■ **Written instruction 1**
In the broadcast transcript, where was President Obama when he vowed to defeat and destroy ISIS?
■ **Written instruction 2**
Carry on the broadcast transcript about the Paris attacks, picking up right after its final line.
------ Excerpt to read ------
Aired November 16, 2015 - 16:30   ET


[16:30:10] JAKE TAPPER, CNN HOST: Welcome back to THE LEAD. I'm Jake Tapper reporting live from Paris.

You can see the scenes of grieving behind me at the Place de la Republique, where so many Parisians have come and others from outside Paris to pay their respects and grieve the 129 killed last Friday.

This is a nation still reeling in very real ways from Friday's horrific Islamist terrorist attacks. It's a nation still on edge, with a possible eighth terrorist still on the loose.

At the G20 summit in Turkey earlier today, President Obama vowed to defeat and to destroy ISIS. He called the group the face of evil. Cameras captured Mr. Obama huddling on the sidelines earlier with Russian President Vladimir Putin discussing, we're told, both countries' role in the anti-ISIS campaign.

CNN senior White House correspondent Jim Acosta is traveling with the president. He filed this report.


JIM ACOSTA, CNN SENIOR WHITE HOUSE CORRESPONDENT (voice-over): On the defensive, but staying the course, President Obama responded to the attacks in Paris, determined to keep and expand his plan to defeat ISIS.
------ Provided material ------
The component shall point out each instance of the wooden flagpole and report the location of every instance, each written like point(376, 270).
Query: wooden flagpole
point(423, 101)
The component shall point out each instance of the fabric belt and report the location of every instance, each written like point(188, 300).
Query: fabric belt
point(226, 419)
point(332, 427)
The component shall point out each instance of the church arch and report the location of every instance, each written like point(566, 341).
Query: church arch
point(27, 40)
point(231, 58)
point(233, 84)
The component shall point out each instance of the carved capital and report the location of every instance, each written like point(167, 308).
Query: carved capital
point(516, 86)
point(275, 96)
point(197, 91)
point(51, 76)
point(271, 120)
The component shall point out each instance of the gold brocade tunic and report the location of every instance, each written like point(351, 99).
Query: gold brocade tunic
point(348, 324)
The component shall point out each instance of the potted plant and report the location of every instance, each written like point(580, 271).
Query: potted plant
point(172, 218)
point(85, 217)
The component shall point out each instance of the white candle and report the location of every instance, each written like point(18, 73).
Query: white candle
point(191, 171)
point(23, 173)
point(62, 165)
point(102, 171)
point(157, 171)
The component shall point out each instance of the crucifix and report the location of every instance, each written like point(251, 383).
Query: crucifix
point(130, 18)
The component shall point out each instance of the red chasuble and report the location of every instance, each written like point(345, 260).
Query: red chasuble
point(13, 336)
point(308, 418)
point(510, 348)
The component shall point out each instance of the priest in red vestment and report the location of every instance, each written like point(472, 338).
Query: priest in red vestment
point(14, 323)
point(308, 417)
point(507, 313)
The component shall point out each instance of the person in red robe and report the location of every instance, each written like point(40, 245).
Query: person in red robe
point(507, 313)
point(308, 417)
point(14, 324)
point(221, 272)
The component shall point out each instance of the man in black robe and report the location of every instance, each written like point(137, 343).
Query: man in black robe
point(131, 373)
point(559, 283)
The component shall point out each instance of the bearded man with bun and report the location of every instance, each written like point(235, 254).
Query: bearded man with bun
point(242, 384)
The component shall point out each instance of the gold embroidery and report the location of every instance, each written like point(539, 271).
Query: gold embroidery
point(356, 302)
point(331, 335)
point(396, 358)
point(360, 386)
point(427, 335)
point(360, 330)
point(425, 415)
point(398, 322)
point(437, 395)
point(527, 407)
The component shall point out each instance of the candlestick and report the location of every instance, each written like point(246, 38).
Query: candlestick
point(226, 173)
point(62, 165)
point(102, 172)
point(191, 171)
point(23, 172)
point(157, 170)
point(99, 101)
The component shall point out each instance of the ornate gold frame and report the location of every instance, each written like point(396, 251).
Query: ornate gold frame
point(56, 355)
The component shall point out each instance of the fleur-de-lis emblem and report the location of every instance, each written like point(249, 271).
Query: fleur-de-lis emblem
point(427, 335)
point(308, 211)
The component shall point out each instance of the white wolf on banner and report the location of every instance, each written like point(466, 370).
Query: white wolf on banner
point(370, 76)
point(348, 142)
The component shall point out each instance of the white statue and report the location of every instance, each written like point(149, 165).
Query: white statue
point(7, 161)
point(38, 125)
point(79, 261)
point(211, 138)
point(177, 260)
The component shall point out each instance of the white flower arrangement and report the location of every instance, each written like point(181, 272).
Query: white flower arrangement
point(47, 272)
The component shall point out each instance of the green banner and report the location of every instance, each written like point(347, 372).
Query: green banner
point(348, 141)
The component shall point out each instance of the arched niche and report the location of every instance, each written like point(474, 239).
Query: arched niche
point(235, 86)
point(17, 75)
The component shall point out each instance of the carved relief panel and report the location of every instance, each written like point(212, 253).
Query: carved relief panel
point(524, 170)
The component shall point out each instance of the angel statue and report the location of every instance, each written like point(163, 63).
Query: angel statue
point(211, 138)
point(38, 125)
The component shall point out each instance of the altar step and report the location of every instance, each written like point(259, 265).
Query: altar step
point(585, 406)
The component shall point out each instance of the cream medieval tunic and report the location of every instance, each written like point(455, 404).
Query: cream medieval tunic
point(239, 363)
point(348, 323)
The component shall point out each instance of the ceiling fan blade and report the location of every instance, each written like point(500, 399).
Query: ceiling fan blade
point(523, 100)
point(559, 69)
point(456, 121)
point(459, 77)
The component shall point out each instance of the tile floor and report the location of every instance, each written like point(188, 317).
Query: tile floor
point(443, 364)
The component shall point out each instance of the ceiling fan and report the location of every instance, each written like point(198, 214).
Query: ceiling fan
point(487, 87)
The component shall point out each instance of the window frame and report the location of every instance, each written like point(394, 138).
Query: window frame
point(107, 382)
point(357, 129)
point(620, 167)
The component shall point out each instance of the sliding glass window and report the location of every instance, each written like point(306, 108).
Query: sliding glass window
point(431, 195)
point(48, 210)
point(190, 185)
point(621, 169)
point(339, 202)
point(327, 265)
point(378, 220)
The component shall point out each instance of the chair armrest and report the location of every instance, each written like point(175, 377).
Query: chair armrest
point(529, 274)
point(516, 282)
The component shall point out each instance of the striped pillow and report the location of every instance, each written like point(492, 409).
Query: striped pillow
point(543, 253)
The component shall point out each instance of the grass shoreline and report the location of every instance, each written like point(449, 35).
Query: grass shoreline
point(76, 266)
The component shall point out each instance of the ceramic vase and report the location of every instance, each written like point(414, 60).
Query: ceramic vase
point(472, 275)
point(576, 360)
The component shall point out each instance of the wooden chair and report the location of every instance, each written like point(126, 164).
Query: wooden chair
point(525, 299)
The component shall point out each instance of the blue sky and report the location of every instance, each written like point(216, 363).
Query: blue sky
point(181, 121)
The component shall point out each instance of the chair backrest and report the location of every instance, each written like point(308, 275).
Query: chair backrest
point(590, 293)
------
■ **Expected answer 1**
At the G20 summit in Turkey.

■ **Expected answer 2**
BARACK OBAMA, PRESIDENT OF THE UNITED STATES: There will be an intensification of the strategy that we put forward, but the strategy that we are putting forward is the strategy that ultimately is going to work. But, as I said from the start, it's going to take time.

ACOSTA: The president responded to critics who insist he's not fighting hard enough to destroy the terrorist army, arguing those detractors are proposing what he's already doing.

OBAMA: Folks want to pop off and have opinions about what they think they would do, present a specific plan.

ACOSTA: But Mr. Obama brushed off calls to pour thousands of U.S. troops into Iraq and Syria, saying that would only repeat past mistakes.

The president was visibly annoyed that his strategy was even questioned.

(on camera): Why can't we take out these bastards?

OBAMA: Well, Jim, I just spent the last three questions answering that very question. We can retake territory. And as long as we leave our troops there, we can hold it. But that does not solve the underlying problem of eliminating the dynamics that are producing these kinds of violent extremist groups.

ACOSTA (voice-over): The president also defended the assessment he made just days before the attacks in France, that ISIS had been contained, maintaining the terrorist army has lost ground. He denied that he misjudged ISIS from the start, despite once describing the group as the J.V. team.

OBAMA: There has been acute awareness on the part of my administration from the start that they would have the capabilities to potentially strike in the West.

ACOSTA: The president also weighed in on the discovery that at least one of the Paris attackers had posed as a Syrian refugee, insisting that the U.S. should not keep out those trying to flee ISIS.

OBAMA: Many of these refugees are the victims of terrorism themselves. That's what they're fleeing. Slamming the door in their faces would be a betrayal of our values.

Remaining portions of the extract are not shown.